* _The request_
Switch "Provide" to "Give" throughout the rows below, and leave every other word unchanged.

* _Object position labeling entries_
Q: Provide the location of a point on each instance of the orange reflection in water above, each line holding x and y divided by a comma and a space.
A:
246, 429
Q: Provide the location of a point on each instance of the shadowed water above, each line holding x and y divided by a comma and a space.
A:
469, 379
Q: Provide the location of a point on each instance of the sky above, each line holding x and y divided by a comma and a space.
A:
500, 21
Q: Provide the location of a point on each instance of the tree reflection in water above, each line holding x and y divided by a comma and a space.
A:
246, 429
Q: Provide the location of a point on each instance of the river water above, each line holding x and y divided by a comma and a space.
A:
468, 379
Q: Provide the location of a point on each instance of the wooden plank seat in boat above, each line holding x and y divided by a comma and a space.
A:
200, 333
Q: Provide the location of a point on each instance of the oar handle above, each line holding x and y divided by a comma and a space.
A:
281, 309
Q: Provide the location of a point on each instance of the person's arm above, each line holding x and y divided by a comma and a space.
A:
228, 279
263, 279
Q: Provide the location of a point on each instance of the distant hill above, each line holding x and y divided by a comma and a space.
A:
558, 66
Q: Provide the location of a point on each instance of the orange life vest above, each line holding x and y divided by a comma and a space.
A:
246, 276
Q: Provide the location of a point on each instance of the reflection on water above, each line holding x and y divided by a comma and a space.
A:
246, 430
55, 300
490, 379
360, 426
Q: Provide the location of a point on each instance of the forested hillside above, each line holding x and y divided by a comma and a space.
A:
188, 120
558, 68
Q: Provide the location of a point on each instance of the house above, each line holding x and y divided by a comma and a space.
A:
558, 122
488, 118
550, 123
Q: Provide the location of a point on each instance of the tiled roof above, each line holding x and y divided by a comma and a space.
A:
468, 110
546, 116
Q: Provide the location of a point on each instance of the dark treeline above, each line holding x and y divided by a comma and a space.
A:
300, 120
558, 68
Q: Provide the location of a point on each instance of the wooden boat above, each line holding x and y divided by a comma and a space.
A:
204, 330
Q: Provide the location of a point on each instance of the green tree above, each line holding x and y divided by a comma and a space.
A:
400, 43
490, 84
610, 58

* _Written response_
Q: Give the location of a point on each instance of the orange reflection in water above, each line holding x and y divided by a comma and a space.
A:
246, 429
Q: Give the location of a point on each instance of the shadowed water above, each line holding x and y divided by a comma and a space.
A:
469, 379
Q: Give the location of a point on each instance of the sky above, each line holding x and y divided by a comma and a space.
A:
500, 21
Q: Give the location of a point on each instance of the tree reflection in water above, each line holding x and y divided by a comma and a space.
A:
246, 429
Q: Give the location of a point on each instance of the river water above, each line holding x and y divided by a comma and a space.
A:
468, 379
Q: Give the location of a point on each instance of the wooden plank seat in boat above, each line holding x and y divided by a comma and a space.
A:
200, 333
Q: Give the location of a point on each instance of the oar handle above, each line holding x and y divided by a comma and a space.
A:
281, 309
Q: Give the location of a point on each instance of the person's arm above, each line holding x and y divided by a comma and a space.
A:
228, 279
263, 279
Q: Give the location of a point on each instance of the distant hill above, each line holding x and y divided by a comma and a space.
A:
558, 66
Q: Give the location of a point on each instance of the orange life vest above, each line holding x and y divided by a comma and a space.
A:
246, 276
Q: Give the location of a point on each instance of the reflection on water above, each line holding x and y divided by a comma and a space.
A:
246, 430
55, 300
490, 379
360, 426
Q: Give the location of a point on each instance of the forested hillside above, each line holding x and y divided by a comma and a space.
A:
188, 120
558, 68
Q: Give the location of a point on each instance of the house above, each line holding x and y divided by a comma and a space.
A:
558, 122
488, 118
550, 123
Q: Give the location of a point on each instance of the tiled roof above, each line holding x and y divided by a comma and a space.
A:
468, 110
546, 116
Q: Give the location of a point on each instance of the dark treeline above, each line holding x and y divided by a comma and a space.
A:
300, 120
558, 68
Q: Give the location of a point on each instance of the wooden boat above, each line holding x and y divided by a comma and a space.
A:
204, 330
Q: Give the location of a point on each instance of the green tree above, each line holding x and y divided by a comma and a space.
A:
400, 43
490, 84
610, 58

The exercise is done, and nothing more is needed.